• [TASK PROMPT]
The entries below are to be repeated exactly as they stand.
+++ SUPPLIED RECORDS +++
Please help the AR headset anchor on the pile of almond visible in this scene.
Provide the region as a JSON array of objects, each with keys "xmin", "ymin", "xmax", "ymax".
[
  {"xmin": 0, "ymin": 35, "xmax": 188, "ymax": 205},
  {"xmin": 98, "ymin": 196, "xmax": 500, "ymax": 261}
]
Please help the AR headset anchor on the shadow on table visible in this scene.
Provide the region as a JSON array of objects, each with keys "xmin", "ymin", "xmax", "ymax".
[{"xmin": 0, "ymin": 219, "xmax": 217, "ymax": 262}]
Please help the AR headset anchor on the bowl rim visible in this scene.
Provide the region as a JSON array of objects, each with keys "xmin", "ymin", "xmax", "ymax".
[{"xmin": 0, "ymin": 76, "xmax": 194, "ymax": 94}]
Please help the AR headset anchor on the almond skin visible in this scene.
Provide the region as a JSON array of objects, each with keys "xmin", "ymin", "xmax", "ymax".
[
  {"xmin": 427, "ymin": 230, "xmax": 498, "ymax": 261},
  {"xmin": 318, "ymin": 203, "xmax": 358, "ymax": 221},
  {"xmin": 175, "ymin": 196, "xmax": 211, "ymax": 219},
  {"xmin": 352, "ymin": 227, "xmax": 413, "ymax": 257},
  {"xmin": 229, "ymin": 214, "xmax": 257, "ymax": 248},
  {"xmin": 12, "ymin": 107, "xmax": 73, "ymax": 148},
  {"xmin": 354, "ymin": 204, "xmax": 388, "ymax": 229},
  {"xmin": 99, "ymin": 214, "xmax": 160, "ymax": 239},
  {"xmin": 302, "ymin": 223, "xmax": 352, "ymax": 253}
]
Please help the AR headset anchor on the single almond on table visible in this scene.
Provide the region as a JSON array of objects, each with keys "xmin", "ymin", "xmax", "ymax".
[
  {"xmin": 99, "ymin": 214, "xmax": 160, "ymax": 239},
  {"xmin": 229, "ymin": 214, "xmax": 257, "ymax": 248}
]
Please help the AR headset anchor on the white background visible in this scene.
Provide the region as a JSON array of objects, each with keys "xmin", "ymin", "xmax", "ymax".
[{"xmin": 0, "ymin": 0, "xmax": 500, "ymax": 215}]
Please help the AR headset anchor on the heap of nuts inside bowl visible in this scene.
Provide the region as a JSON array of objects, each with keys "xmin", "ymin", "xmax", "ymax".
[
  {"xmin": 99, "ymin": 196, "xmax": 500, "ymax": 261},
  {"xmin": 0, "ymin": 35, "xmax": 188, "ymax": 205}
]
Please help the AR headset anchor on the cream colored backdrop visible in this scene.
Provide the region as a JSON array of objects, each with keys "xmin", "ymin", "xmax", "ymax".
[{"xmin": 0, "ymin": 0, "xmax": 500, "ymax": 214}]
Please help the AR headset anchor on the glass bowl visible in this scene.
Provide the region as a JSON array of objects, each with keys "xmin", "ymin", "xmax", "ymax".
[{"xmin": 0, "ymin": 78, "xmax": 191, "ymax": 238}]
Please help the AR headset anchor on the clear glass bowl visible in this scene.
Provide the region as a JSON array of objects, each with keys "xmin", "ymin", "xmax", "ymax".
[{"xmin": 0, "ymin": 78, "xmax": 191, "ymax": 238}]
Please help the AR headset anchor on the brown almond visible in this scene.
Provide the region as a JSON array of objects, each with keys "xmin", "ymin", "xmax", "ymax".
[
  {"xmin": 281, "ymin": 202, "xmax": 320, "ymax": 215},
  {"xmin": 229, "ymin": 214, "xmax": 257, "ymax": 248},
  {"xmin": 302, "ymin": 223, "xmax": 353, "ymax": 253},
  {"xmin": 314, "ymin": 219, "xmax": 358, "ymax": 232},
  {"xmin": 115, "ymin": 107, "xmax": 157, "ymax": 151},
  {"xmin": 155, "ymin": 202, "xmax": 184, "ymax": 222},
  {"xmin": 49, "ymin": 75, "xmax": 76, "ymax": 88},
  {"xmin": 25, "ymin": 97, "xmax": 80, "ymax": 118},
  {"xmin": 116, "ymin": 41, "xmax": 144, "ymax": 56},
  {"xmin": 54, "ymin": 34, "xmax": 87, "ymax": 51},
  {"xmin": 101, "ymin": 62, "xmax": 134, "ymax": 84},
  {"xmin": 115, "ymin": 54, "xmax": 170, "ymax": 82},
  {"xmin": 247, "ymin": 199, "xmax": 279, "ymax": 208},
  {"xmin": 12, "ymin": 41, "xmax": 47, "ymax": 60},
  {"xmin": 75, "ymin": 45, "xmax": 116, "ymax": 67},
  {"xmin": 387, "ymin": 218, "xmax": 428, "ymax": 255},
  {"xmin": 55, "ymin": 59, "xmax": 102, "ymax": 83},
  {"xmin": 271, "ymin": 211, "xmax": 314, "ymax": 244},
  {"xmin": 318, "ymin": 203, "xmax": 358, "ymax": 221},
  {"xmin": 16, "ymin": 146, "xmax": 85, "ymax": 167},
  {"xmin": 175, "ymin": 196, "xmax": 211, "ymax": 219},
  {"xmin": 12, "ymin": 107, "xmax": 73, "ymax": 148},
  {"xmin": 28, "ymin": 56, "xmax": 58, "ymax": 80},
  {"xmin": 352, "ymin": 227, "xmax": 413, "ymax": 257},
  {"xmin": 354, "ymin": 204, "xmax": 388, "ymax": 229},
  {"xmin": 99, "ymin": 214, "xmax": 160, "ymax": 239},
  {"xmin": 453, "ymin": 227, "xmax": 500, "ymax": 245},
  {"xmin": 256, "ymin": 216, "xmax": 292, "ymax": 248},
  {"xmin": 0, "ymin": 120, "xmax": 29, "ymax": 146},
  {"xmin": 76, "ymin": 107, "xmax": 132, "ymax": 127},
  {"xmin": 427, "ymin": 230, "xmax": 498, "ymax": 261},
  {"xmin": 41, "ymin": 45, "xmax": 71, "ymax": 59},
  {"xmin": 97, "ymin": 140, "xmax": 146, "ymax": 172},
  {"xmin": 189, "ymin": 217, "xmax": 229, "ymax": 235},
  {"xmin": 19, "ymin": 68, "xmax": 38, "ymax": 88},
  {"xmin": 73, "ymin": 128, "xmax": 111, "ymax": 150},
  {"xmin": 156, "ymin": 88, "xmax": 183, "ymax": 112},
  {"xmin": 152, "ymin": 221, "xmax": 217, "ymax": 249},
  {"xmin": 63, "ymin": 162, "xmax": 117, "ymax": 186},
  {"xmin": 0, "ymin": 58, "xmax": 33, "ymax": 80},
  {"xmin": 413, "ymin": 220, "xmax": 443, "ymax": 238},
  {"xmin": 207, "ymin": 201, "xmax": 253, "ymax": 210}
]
+++
• [COMPLETE ANSWER]
Please help the AR headset anchor on the pile of almond visible in this scene.
Provide the region as a JSON array of objects, each with keys "xmin", "ymin", "xmax", "ymax".
[
  {"xmin": 0, "ymin": 35, "xmax": 188, "ymax": 205},
  {"xmin": 98, "ymin": 196, "xmax": 500, "ymax": 261}
]
Please help the AR headset anchor on the shadow on table visible in this scene.
Provide the region as a JSON array of objects, each with keys "xmin", "ymin", "xmax", "ymax".
[{"xmin": 0, "ymin": 219, "xmax": 217, "ymax": 262}]
Please help the AR headset anchor on the bowl rim visible in this scene.
Provide the region as a JSON array of objects, each with keys "xmin", "ymin", "xmax", "ymax".
[{"xmin": 0, "ymin": 76, "xmax": 194, "ymax": 94}]
Please help the AR headset anchor on the almond skin visible in this scene.
Provide the region as a JSON array of objects, each with keys "xmin", "ymin", "xmax", "ymax".
[
  {"xmin": 427, "ymin": 230, "xmax": 498, "ymax": 261},
  {"xmin": 318, "ymin": 203, "xmax": 358, "ymax": 221},
  {"xmin": 175, "ymin": 196, "xmax": 211, "ymax": 219},
  {"xmin": 352, "ymin": 227, "xmax": 413, "ymax": 257},
  {"xmin": 229, "ymin": 214, "xmax": 257, "ymax": 248},
  {"xmin": 12, "ymin": 107, "xmax": 73, "ymax": 148},
  {"xmin": 354, "ymin": 204, "xmax": 388, "ymax": 229},
  {"xmin": 99, "ymin": 214, "xmax": 160, "ymax": 239},
  {"xmin": 302, "ymin": 223, "xmax": 352, "ymax": 253}
]
Please help the AR headset anchor on the single almond on table visible in this scene.
Provide the region as a JSON array of objects, each with keys "xmin", "ymin", "xmax", "ymax".
[
  {"xmin": 99, "ymin": 214, "xmax": 160, "ymax": 239},
  {"xmin": 229, "ymin": 214, "xmax": 257, "ymax": 248}
]
Please help the AR headset anchor on the white background visible in this scene.
Provide the region as a JSON array of objects, each with keys "xmin", "ymin", "xmax", "ymax".
[{"xmin": 0, "ymin": 0, "xmax": 500, "ymax": 215}]
Please help the AR headset anchor on the heap of nuts inside bowl visible in this scene.
Provide the region as a JSON array of objects, each with keys "xmin", "ymin", "xmax", "ymax".
[
  {"xmin": 99, "ymin": 196, "xmax": 500, "ymax": 261},
  {"xmin": 0, "ymin": 35, "xmax": 188, "ymax": 205}
]
Please help the AR headset anchor on the cream colored backdrop visible in this scene.
Provide the region as a JSON array of objects, each with keys "xmin", "ymin", "xmax", "ymax".
[{"xmin": 0, "ymin": 0, "xmax": 500, "ymax": 214}]
Please help the AR headset anchor on the glass bowl visible in this scene.
Provide the region as a JSON array of objects, each with keys "xmin", "ymin", "xmax", "ymax".
[{"xmin": 0, "ymin": 78, "xmax": 191, "ymax": 238}]
Please help the AR headset anchor on the clear glass bowl visible in this scene.
Provide the region as a JSON array of objects, each with keys "xmin", "ymin", "xmax", "ymax".
[{"xmin": 0, "ymin": 78, "xmax": 191, "ymax": 238}]
Please help the AR headset anchor on the brown almond visible in this scene.
Provide the region as a JSON array of objects, each with keys "xmin", "ymin", "xmax", "ymax".
[
  {"xmin": 281, "ymin": 202, "xmax": 320, "ymax": 215},
  {"xmin": 229, "ymin": 214, "xmax": 257, "ymax": 248},
  {"xmin": 302, "ymin": 223, "xmax": 353, "ymax": 253},
  {"xmin": 314, "ymin": 219, "xmax": 358, "ymax": 232},
  {"xmin": 115, "ymin": 107, "xmax": 157, "ymax": 151},
  {"xmin": 155, "ymin": 202, "xmax": 184, "ymax": 222},
  {"xmin": 49, "ymin": 75, "xmax": 76, "ymax": 88},
  {"xmin": 25, "ymin": 97, "xmax": 80, "ymax": 118},
  {"xmin": 116, "ymin": 41, "xmax": 144, "ymax": 56},
  {"xmin": 54, "ymin": 34, "xmax": 87, "ymax": 51},
  {"xmin": 101, "ymin": 62, "xmax": 134, "ymax": 84},
  {"xmin": 115, "ymin": 54, "xmax": 170, "ymax": 82},
  {"xmin": 247, "ymin": 199, "xmax": 279, "ymax": 208},
  {"xmin": 12, "ymin": 41, "xmax": 47, "ymax": 60},
  {"xmin": 75, "ymin": 45, "xmax": 116, "ymax": 67},
  {"xmin": 387, "ymin": 218, "xmax": 428, "ymax": 255},
  {"xmin": 55, "ymin": 59, "xmax": 102, "ymax": 83},
  {"xmin": 271, "ymin": 211, "xmax": 314, "ymax": 244},
  {"xmin": 318, "ymin": 203, "xmax": 358, "ymax": 221},
  {"xmin": 16, "ymin": 146, "xmax": 85, "ymax": 167},
  {"xmin": 175, "ymin": 196, "xmax": 211, "ymax": 219},
  {"xmin": 12, "ymin": 107, "xmax": 73, "ymax": 148},
  {"xmin": 28, "ymin": 56, "xmax": 58, "ymax": 80},
  {"xmin": 352, "ymin": 227, "xmax": 413, "ymax": 257},
  {"xmin": 354, "ymin": 204, "xmax": 388, "ymax": 229},
  {"xmin": 99, "ymin": 214, "xmax": 160, "ymax": 239},
  {"xmin": 453, "ymin": 227, "xmax": 500, "ymax": 245},
  {"xmin": 256, "ymin": 216, "xmax": 292, "ymax": 248},
  {"xmin": 0, "ymin": 120, "xmax": 29, "ymax": 146},
  {"xmin": 76, "ymin": 107, "xmax": 132, "ymax": 127},
  {"xmin": 427, "ymin": 230, "xmax": 498, "ymax": 261},
  {"xmin": 41, "ymin": 45, "xmax": 71, "ymax": 59},
  {"xmin": 97, "ymin": 140, "xmax": 146, "ymax": 172},
  {"xmin": 189, "ymin": 217, "xmax": 229, "ymax": 235},
  {"xmin": 19, "ymin": 68, "xmax": 38, "ymax": 88},
  {"xmin": 73, "ymin": 128, "xmax": 111, "ymax": 150},
  {"xmin": 156, "ymin": 88, "xmax": 183, "ymax": 112},
  {"xmin": 152, "ymin": 221, "xmax": 217, "ymax": 249},
  {"xmin": 63, "ymin": 162, "xmax": 117, "ymax": 186},
  {"xmin": 0, "ymin": 58, "xmax": 33, "ymax": 80},
  {"xmin": 413, "ymin": 220, "xmax": 443, "ymax": 238},
  {"xmin": 207, "ymin": 201, "xmax": 253, "ymax": 210}
]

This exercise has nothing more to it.